-- 작업 지시 --
아래 줄 가운데 "Our labeler tagged blurred" 문구가 있는 줄에서 시작해 "[[0, 0, 299, 99], [0, 0, 299, 450]]" 문구가 있는 줄에서 끝나는 부분을 한 글자도 바꾸지 말고 그대로 옮겨 적으세요. 처음과 끝 줄도 포함합니다.

저장된 데이터 항목
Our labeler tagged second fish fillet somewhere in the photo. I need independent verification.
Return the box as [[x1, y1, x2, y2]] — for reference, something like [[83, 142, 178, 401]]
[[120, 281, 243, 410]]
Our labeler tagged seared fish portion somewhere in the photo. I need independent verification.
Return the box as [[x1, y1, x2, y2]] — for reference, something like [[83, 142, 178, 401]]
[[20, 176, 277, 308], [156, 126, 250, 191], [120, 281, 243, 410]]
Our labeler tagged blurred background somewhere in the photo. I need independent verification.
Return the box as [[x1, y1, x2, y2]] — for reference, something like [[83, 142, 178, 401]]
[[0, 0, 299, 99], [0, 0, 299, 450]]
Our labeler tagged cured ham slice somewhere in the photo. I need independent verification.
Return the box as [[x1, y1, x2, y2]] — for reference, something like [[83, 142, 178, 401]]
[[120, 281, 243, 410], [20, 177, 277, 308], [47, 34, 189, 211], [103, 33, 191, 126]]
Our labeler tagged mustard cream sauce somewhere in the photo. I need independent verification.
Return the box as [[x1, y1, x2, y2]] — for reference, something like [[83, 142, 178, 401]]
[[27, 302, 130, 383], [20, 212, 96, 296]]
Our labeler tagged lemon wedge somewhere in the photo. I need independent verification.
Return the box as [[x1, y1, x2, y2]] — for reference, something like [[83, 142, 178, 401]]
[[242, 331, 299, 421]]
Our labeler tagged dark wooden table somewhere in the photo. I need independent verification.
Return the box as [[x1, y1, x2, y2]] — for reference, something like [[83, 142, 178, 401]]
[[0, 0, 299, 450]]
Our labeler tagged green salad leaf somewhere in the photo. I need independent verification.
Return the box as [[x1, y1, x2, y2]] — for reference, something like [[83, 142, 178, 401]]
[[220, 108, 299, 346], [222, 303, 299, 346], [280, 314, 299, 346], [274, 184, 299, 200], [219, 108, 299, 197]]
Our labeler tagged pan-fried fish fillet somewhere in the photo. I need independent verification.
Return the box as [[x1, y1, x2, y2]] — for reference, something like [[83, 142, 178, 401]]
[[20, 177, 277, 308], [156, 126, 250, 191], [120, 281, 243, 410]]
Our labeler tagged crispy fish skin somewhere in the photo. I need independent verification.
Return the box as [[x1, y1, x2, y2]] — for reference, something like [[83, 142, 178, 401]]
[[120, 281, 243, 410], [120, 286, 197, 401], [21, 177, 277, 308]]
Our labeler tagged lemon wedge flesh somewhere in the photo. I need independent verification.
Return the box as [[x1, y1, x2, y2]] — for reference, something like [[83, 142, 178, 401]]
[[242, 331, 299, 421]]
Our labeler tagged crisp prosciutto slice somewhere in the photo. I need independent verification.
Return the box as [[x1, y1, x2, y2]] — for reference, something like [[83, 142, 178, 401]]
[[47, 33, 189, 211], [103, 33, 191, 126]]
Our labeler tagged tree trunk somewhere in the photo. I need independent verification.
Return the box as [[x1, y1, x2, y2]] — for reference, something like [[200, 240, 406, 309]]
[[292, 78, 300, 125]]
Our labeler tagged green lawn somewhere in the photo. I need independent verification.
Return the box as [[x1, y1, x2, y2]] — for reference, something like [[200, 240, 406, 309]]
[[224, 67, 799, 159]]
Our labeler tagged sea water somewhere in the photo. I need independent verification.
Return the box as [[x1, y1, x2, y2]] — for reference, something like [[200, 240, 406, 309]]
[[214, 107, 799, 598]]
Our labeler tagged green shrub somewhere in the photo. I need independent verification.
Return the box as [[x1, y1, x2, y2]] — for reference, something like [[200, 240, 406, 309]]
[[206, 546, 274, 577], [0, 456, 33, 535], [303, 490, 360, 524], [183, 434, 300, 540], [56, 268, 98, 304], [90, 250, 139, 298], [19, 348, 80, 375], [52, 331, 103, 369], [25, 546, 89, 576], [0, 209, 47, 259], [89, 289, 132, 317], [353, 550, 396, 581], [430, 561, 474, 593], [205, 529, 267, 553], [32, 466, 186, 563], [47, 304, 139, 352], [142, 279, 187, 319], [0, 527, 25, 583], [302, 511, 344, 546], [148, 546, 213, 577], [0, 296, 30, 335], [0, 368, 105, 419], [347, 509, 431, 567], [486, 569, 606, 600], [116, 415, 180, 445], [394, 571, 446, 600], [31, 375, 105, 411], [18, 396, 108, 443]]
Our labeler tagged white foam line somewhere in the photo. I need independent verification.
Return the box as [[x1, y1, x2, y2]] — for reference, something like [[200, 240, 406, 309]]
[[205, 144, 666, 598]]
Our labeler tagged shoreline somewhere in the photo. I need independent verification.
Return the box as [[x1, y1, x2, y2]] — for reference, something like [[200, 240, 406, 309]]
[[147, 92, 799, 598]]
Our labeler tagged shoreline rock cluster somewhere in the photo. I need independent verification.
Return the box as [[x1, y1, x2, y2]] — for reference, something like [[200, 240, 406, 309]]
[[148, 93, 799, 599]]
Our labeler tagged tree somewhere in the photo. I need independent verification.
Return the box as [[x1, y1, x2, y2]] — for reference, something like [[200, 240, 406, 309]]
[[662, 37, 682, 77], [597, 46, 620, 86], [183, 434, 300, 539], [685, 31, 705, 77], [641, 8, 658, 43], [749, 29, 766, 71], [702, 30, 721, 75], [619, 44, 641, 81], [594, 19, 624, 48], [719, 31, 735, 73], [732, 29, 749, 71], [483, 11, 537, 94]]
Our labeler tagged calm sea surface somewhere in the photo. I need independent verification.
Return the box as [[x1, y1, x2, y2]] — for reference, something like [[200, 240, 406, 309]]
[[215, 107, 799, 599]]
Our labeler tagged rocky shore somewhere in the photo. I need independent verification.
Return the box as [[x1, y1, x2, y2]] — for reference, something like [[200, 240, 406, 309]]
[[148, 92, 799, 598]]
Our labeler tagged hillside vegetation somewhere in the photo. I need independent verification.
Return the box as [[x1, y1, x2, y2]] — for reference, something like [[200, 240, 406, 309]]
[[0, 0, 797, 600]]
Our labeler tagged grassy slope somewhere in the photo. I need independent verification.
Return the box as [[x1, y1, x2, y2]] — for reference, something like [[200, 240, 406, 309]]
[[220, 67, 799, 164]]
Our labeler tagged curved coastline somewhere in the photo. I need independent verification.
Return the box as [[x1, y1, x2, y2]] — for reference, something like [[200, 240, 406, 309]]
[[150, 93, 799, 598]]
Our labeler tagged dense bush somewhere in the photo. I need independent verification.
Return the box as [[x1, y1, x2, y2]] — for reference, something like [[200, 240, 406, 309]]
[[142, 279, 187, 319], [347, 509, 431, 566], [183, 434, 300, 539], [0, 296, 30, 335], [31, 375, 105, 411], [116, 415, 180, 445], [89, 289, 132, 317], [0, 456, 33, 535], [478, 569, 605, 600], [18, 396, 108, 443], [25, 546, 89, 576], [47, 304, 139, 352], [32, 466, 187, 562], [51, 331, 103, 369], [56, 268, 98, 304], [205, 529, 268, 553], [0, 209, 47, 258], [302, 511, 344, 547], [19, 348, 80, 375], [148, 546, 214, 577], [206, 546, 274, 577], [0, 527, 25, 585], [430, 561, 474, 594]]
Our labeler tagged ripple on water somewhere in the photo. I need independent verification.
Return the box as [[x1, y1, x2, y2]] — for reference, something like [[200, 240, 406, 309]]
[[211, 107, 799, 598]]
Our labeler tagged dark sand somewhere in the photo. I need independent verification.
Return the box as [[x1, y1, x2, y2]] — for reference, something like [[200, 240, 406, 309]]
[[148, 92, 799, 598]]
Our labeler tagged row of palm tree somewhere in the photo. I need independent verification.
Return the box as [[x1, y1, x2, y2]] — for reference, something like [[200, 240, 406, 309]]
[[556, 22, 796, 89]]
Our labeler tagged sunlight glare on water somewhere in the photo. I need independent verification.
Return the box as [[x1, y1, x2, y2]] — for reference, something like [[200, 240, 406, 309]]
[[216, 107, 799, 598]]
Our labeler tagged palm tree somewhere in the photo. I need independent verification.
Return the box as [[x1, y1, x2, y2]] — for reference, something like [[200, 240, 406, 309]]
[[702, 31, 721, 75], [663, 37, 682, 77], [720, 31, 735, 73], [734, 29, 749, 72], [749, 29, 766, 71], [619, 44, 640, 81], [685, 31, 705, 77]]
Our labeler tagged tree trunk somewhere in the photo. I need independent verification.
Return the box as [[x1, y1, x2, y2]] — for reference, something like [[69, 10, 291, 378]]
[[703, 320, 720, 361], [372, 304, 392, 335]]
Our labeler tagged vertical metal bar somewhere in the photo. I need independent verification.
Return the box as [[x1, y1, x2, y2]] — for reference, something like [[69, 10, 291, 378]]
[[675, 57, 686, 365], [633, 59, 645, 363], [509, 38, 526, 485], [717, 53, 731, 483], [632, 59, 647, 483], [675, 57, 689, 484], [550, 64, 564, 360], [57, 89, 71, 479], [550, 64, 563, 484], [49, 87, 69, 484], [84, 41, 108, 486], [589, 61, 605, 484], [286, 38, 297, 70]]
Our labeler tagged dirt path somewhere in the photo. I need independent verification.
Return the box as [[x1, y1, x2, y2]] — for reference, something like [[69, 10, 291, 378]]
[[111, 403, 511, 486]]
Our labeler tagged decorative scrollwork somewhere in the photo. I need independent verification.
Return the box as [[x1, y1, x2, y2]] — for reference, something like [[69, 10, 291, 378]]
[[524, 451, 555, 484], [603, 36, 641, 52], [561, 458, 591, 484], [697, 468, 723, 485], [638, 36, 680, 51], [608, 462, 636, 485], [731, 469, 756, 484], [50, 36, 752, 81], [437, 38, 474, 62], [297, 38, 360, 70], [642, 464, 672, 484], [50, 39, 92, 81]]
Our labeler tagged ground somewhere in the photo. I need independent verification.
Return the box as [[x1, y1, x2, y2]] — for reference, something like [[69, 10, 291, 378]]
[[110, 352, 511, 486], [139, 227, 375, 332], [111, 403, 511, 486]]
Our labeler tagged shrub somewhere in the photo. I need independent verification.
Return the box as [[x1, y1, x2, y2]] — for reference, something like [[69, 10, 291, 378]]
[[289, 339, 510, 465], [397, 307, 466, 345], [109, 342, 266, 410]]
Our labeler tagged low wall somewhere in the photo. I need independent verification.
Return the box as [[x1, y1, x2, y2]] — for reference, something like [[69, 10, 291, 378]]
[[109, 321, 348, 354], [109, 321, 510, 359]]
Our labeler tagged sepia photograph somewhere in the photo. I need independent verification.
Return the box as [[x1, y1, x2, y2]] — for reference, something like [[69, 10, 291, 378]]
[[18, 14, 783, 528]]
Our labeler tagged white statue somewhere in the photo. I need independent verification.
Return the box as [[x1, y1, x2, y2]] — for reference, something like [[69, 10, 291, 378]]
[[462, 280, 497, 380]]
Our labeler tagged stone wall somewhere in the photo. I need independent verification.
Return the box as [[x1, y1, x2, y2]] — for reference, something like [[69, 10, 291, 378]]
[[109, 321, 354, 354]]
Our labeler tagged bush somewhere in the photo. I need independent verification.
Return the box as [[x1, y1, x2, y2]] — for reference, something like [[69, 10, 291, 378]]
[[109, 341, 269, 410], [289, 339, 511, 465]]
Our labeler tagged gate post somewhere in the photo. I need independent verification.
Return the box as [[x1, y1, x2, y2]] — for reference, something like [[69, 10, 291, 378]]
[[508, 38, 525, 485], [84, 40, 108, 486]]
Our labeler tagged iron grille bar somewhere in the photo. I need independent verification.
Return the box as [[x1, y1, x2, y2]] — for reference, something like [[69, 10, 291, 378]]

-- 출력 --
Our labeler tagged blurred background somewhere in the photo. I need independent verification.
Return the box as [[x1, y1, x2, y2]] — for reference, something like [[83, 142, 178, 401]]
[[0, 0, 299, 99], [0, 0, 299, 450]]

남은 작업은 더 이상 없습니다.